42 Fla. L. Weekly D1585a
231 So. 3d 528

Insurance — Personal injury protection — Civil procedure — Relief from judgment — Trial court erred in vacating stipulated judgment entered in settlement of action to recover PIP benefits on basis that there was no meeting of the minds as to whether the stipulated judgment would bar subsequent litigation involving insurer’s obligation to cover medical expenses incurred by insured subsequent to the stipulated judgment — Even if settlement agreement was void, judgment entered pursuant to the agreement was merely voidable, not void — As there was no record evidence to support trial court’s finding that there was no meeting of the minds, trial court’s vacation of stipulated judgment on that basis was an abuse of discretion

STATE FARM MUTUAL AUTOMOBILE INSURANCE COMPANY, Appellant, v. LORETTA J. STATSICK, Appellee. 2nd District. Case No. 2D15-5388. July 14, 2017. Appeal pursuant to Fla. R. App. P. 9.130 from the Circuit Court for Pinellas County; Jack Day, Judge. Counsel: Kenneth P. Williams of Moffett Vitu Lascoe & Packus, P.C., Birmingham, Michigan; and Dorothy V. DiFiore of Quintairos, Prieto, Wood & Boyer, Tampa, for Appellant. Paul Castagliola and Alexander T. Lewis of Paul Castagliola, P.A., St. Petersburg; and Raymond T. Elligett, Jr., of Buell & Elligett, P.A., Tampa, for Appellee.

(SALARIO, Judge.) State Farm Mutual Automobile Insurance Company appeals from an order granting a motion under Florida Rule of Civil Procedure 1.540(b) to vacate a stipulated judgment in an action to recover personal injury protection benefits brought by Loretta Statsick. Ms. Statsick filed the motion to vacate after a question regarding the res judicata effect of the judgment arose in subsequent litigation. Her motion alleged, and the trial court found, that there was no “meeting of the minds” as to whether the stipulated judgment would reach claims of the type brought in that subsequent litigation. As a result, the trial court concluded that the agreement underlying the judgment was void and vacated the judgment. Neither the motion nor the resulting order specified the subsection of rule 1.540(b) that warranted relief.

We reverse on two bases. First, to the extent the trial court determined that relief was warranted under rule 1.540(b)(4) because the stipulated judgment — having been entered pursuant to a void agreement — was itself void, that was legal error; a judgment entered pursuant to a void settlement agreement is merely voidable, not void, and therefore not within the scope of subsection (b)(4). Second, to the extent the trial court’s “meeting of the minds” finding was intended to support some other basis for relief under rule 1.540(b) — such as mistake under subsection (b)(1) — it was not, and on this record could not have been, supported by competent substantial evidence. We therefore remand with instructions to reinstate the stipulated judgment.I.

Ms. Statsick is a former Michigan resident who now lives in Florida. She had automobile insurance under a State Farm policy issued in Michigan and, while visiting her former home state, was in a car accident there. A dispute later arose between Ms. Statsick and State Farm over the existence and extent of State Farm’s obligation to pay PIP benefits to cover medical expenses Ms. Statsick claimed to have incurred as a result of the accident. In 2011, Ms. Statsick sued State Farm in circuit court in Pinellas County, Florida, to recover those benefits.

**Excerpted data**:
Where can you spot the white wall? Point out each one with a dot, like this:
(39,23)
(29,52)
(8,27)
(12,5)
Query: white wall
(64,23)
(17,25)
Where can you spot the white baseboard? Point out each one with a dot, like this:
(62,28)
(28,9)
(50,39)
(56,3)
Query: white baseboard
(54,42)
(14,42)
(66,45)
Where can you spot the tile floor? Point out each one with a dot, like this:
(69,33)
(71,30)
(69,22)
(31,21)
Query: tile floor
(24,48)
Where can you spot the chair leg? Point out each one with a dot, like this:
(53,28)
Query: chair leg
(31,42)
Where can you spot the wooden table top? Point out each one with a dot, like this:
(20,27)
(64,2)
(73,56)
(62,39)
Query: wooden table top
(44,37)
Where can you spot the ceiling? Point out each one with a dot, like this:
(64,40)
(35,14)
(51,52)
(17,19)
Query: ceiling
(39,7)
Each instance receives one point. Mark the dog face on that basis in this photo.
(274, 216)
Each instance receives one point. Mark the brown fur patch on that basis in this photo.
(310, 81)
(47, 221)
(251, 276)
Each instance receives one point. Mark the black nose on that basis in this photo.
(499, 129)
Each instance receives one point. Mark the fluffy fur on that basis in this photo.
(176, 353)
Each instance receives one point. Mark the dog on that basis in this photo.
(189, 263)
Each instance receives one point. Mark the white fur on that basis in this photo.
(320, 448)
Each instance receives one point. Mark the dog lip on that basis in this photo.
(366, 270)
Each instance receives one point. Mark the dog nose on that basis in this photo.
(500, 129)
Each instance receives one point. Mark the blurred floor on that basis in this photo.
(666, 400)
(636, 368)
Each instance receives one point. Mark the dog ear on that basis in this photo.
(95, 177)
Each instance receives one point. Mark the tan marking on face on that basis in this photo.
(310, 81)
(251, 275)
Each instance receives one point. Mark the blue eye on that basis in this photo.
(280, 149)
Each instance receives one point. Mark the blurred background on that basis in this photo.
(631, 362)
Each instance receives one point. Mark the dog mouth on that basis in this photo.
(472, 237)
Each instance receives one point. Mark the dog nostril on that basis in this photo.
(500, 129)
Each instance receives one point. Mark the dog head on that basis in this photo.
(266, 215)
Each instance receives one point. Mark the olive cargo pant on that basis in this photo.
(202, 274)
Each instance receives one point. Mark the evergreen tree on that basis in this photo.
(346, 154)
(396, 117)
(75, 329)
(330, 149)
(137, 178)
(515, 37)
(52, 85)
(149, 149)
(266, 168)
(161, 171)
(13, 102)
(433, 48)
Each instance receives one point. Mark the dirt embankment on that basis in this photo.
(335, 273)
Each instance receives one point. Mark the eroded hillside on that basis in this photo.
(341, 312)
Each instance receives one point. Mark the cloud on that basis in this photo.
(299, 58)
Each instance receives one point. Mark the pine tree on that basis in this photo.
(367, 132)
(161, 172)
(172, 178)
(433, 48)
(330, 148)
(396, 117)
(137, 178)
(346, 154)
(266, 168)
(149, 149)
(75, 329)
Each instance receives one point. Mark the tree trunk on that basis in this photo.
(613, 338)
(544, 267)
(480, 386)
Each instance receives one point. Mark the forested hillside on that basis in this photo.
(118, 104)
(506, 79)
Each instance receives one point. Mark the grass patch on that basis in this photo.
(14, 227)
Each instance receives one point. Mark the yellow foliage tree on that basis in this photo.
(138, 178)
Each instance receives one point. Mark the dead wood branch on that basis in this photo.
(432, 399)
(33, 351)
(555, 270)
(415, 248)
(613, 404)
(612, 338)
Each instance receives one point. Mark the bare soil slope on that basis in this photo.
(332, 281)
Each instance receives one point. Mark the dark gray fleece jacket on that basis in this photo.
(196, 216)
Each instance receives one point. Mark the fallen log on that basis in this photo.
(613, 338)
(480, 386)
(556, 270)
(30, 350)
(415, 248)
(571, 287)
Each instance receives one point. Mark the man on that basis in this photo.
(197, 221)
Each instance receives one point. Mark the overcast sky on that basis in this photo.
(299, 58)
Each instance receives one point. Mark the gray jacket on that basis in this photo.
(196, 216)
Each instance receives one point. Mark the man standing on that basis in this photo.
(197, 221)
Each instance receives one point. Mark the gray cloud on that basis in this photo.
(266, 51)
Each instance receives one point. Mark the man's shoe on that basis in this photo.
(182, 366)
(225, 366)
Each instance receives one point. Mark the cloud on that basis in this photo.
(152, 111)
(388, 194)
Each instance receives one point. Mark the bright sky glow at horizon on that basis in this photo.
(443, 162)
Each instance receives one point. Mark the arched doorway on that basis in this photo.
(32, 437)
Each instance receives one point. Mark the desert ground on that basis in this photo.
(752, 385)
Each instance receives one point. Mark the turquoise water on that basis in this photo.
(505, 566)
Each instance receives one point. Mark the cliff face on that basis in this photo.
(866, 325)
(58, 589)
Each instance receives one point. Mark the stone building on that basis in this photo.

**Prompt 1**: According to the court opinion, in what year did Ms. Statsick sue State Farm to recover PIP benefits?
**Prompt 2**: In the court opinion, start at the words "Ms. Statsick is" and stop after "recover those benefits.". Rewrite that passage with "accident" changed to "collision" each time it appears.

**Exercise result 1**: 2011

**Exercise result 2**:
Ms. Statsick is a former Michigan resident who now lives in Florida. She had automobile insurance under a State Farm policy issued in Michigan and, while visiting her former home state, was in a car collision there. A dispute later arose between Ms. Statsick and State Farm over the existence and extent of State Farm’s obligation to pay PIP benefits to cover medical expenses Ms. Statsick claimed to have incurred as a result of the collision. In 2011, Ms. Statsick sued State Farm in circuit court in Pinellas County, Florida, to recover those benefits.